• _Tasks to perform_:
• 1. In the Walk on the Wild Side article, on what date did the second series begin airing?
• 2. Decide whether each statement agrees with the Walk on the Wild Side article: (a) The pilot episode featured celebrity guest voices. (b) Episodes run for 30 minutes. (c) Alex Horne is one of the writers of the series.
• 3. From the Walk on the Wild Side article, transcribe everything from "Walk on the Wild Side is" down to "18 September 2010.", word for word.
== Quoted passage ==
- Genre: Comedy Entertainment
- Written by: Various
- Country of origin: United Kingdom
- Original language: English
- No. of series: 2
- No. of episodes: 13

Production
- Executive producer: Caroline Wright
- Producer: Mark Lucey
- Running time: 30 minutes
- Production companies: BBC Worldwide (production) BBC Earth (natural history footage)

Original release
- Network: BBC One
- Release: 15 August 2009 – 6 November 2010

= Walk on the Wild Side (TV series) =

Walk on the Wild Side is a 2009 British comedy sketch show shown on BBC One. It involves the overdubbing of voiceovers to natural history footage, to give the appearance of the animals doing the talking. Celebrity guest voices are also included in each episode, with the exception of the pilot episode.

A second series began airing on BBC One on 18 September 2010.

==Cast and writers==

| Voiceover | Series | Year |
|---|---|---|
| Jason Manford | 1–2 | 2009–2010 |
| Steve Edge | 1–2 | 2009–2010 |
| Sarah Millican | 1–2 | 2009–2010 |
| Rhod Gilbert | 1 | 2009 |
| Jon Richardson | 1–2 | 2009–2010 |
| Pal Aron | 1–2 | 2009–2010 |
| Isy Suttie | 1–2 | 2009–2010 |
| Harriet Carmichael | 1–2 | 2009–2010 |
| Gavin Webster | 1–2 | 2009–2010 |
| Jason Byrne | 2 | 2010 |

Manford, Edge, Richardson, Webster, and Suttie all write the series as well as providing voiceovers. Alex Horne, Alistair Griggs and Ian Manford write the series with them.
===
== Extracted information ==
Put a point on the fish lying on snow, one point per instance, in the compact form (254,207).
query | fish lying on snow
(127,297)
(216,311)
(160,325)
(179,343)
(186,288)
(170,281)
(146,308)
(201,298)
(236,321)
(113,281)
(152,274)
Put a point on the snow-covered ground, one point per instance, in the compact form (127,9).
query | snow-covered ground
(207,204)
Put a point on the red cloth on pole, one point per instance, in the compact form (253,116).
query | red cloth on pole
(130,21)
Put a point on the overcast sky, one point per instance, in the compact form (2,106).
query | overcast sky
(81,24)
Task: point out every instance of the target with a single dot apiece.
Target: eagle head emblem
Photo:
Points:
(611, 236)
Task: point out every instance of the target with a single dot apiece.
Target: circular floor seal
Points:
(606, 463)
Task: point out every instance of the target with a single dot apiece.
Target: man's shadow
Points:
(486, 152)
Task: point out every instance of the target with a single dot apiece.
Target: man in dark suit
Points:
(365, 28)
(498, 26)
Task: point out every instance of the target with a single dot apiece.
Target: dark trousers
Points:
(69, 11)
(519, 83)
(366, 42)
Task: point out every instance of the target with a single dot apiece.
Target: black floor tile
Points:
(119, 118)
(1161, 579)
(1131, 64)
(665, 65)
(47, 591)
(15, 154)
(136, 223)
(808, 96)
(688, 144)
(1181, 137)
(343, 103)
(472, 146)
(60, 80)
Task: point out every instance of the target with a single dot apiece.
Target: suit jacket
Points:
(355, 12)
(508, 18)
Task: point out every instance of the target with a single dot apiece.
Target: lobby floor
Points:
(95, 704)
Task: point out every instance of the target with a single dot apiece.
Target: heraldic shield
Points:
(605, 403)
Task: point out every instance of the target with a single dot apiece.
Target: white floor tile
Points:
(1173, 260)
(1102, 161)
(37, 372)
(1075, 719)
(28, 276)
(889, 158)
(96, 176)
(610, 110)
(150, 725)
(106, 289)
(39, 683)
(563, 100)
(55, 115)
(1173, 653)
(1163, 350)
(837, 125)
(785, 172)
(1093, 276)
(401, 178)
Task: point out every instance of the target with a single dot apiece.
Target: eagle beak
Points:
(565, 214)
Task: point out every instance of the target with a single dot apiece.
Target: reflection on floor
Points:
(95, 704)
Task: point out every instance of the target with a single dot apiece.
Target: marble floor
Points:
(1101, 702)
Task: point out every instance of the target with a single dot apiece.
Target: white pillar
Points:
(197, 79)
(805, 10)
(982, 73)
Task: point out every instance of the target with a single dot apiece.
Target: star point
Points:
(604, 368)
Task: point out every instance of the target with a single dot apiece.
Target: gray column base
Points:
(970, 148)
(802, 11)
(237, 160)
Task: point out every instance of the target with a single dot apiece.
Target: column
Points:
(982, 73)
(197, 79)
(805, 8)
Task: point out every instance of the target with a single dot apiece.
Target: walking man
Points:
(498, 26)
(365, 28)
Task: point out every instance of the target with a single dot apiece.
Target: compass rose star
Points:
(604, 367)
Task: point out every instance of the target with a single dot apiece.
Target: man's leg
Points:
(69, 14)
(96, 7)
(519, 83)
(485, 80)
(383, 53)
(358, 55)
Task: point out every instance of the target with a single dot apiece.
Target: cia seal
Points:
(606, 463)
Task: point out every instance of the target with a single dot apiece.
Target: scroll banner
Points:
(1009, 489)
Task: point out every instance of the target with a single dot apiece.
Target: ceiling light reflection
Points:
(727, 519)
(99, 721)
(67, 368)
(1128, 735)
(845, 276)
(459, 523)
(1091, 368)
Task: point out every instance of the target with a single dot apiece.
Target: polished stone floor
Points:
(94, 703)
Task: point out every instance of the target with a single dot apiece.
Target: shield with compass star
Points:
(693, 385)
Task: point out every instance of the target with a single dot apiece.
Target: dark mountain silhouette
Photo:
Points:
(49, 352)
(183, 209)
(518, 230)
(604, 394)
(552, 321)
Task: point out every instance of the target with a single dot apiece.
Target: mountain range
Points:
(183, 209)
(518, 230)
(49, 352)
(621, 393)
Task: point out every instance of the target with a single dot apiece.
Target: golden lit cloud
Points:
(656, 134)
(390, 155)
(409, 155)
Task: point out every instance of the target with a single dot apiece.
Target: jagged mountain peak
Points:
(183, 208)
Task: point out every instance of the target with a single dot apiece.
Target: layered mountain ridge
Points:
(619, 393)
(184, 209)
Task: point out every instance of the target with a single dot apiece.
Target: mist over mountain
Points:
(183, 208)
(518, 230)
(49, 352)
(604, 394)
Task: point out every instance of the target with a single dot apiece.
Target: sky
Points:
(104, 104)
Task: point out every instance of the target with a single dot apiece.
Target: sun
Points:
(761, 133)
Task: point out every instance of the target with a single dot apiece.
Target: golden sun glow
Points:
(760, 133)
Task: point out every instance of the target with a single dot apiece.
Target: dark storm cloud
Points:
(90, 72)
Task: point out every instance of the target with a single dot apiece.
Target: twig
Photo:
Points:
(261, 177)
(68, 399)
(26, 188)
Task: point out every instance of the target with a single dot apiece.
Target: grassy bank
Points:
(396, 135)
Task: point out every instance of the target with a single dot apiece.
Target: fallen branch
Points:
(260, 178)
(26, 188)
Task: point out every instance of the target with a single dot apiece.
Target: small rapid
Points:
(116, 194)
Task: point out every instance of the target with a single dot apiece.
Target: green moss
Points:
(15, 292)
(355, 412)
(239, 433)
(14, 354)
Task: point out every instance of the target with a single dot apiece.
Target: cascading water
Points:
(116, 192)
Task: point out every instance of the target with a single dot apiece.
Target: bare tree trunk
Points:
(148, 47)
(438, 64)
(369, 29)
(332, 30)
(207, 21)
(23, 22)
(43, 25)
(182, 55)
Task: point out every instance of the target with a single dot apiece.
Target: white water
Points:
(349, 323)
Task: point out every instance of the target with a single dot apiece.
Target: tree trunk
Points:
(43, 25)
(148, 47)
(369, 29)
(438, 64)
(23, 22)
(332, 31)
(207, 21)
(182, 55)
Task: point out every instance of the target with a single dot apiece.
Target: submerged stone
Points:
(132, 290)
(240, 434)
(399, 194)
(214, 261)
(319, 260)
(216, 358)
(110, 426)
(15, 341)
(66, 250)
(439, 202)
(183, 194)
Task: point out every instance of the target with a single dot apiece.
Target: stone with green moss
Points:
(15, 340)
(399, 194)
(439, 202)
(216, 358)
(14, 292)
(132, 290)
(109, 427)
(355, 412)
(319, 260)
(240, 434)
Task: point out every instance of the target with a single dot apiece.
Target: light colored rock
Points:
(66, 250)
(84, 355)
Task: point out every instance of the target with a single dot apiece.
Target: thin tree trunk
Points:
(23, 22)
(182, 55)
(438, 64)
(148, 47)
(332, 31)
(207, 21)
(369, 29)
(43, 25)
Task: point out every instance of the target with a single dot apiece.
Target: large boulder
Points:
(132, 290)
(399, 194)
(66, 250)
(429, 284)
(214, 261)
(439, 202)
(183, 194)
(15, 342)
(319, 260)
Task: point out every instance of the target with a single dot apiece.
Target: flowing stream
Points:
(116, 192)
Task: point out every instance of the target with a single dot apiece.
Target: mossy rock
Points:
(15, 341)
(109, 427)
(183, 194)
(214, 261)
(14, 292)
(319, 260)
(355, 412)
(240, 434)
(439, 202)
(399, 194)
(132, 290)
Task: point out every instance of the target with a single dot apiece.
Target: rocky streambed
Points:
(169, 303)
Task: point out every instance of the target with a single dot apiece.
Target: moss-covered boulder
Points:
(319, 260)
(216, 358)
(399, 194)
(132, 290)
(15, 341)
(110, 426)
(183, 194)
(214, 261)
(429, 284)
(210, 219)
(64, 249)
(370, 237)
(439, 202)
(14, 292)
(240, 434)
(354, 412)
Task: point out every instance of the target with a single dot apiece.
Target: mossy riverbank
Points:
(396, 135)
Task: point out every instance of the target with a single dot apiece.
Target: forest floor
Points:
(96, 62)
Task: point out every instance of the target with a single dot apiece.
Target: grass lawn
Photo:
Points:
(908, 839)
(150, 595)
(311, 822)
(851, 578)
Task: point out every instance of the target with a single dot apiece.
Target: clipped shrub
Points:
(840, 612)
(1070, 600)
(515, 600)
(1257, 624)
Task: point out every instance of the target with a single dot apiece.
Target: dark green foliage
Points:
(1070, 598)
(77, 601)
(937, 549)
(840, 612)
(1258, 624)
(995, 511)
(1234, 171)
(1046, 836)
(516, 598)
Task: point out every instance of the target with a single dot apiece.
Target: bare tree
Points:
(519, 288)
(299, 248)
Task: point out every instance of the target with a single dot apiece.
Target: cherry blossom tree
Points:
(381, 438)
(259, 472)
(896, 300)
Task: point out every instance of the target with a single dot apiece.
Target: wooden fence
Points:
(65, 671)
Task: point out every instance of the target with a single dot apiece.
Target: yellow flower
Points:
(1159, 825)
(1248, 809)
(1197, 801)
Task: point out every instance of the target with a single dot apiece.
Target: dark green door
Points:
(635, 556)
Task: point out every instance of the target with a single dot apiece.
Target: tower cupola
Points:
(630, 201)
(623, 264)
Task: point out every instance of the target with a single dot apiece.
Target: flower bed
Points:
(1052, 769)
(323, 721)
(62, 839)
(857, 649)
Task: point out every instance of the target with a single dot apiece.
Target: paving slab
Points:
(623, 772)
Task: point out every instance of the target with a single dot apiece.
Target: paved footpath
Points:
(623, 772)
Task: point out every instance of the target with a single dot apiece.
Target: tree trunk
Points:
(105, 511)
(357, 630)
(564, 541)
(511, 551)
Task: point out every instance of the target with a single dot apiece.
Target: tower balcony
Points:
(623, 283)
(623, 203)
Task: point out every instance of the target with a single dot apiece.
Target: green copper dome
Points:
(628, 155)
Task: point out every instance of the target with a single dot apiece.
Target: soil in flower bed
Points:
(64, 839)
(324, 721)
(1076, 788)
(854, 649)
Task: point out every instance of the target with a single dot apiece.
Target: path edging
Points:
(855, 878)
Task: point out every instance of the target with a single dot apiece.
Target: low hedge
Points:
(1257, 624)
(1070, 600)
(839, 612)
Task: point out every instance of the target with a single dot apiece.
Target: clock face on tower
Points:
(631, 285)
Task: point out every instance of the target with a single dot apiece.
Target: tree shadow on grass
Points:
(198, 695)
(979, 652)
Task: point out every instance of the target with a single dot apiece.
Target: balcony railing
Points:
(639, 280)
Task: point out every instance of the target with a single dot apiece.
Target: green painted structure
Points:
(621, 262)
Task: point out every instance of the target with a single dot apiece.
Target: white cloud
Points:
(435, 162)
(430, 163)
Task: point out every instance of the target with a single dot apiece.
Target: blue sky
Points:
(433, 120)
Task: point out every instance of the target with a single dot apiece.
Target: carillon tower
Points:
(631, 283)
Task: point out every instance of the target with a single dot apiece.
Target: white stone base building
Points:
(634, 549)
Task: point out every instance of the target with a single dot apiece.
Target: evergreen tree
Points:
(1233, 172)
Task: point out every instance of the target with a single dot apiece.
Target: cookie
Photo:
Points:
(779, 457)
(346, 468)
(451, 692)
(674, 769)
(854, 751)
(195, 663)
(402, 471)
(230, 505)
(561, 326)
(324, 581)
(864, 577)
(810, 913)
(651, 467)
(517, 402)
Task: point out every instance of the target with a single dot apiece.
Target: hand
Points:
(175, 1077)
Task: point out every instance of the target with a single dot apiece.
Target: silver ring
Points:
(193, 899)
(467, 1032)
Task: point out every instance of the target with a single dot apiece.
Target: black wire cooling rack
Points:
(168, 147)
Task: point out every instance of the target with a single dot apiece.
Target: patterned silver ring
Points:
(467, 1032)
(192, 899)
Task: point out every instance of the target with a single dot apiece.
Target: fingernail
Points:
===
• _Results for each task_:
• 1. The second series began airing on BBC One on 18 September 2010.

• 2.
(a) No: "Celebrity guest voices are also included in each episode, with the exception of the pilot episode."
(b) Yes: "Running time: 30 minutes"
(c) Yes: "Alex Horne, Alistair Griggs and Ian Manford write the series with them."

• 3.
Walk on the Wild Side is a 2009 British comedy sketch show shown on BBC One. It involves the overdubbing of voiceovers to natural history footage, to give the appearance of the animals doing the talking. Celebrity guest voices are also included in each episode, with the exception of the pilot episode.

A second series began airing on BBC One on 18 September 2010.